┌─ Records for this exercise
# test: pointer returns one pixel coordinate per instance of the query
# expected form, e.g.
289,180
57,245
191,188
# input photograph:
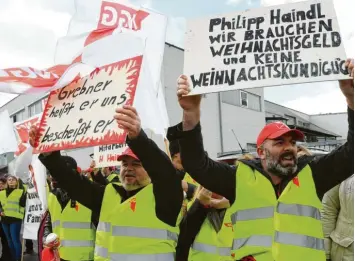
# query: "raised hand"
128,119
32,135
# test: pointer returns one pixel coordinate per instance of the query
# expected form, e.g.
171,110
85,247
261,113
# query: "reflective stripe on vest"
299,240
298,210
77,243
104,226
101,251
12,202
13,209
204,248
224,251
55,224
143,233
268,212
255,240
145,257
77,225
281,228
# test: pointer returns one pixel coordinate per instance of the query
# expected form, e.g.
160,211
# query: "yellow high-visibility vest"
74,228
111,177
131,230
270,229
11,203
210,245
└─
Verbatim repeat, images removed: give each entry again exactly as it reads.

» **Your solution**:
# test: pointer returns one pixel coordinate per instance of the query
# expected form, e.g.
289,180
57,245
191,188
# input photograph:
# query: "raised hand"
128,119
32,135
# test: pointer returns one pixel coordinate per instance of the query
# expected form, e.g.
171,110
85,247
261,113
# query: "reflective stripe on vest"
299,240
298,210
77,243
104,226
101,251
12,202
13,209
204,248
224,251
55,224
143,233
268,212
255,240
145,257
77,225
281,228
# test: pointer returns one pixel coordinate per instance of the query
# expected form, e.g.
160,211
# query: "yellow high-visibility vest"
74,228
111,177
131,230
270,229
11,203
210,245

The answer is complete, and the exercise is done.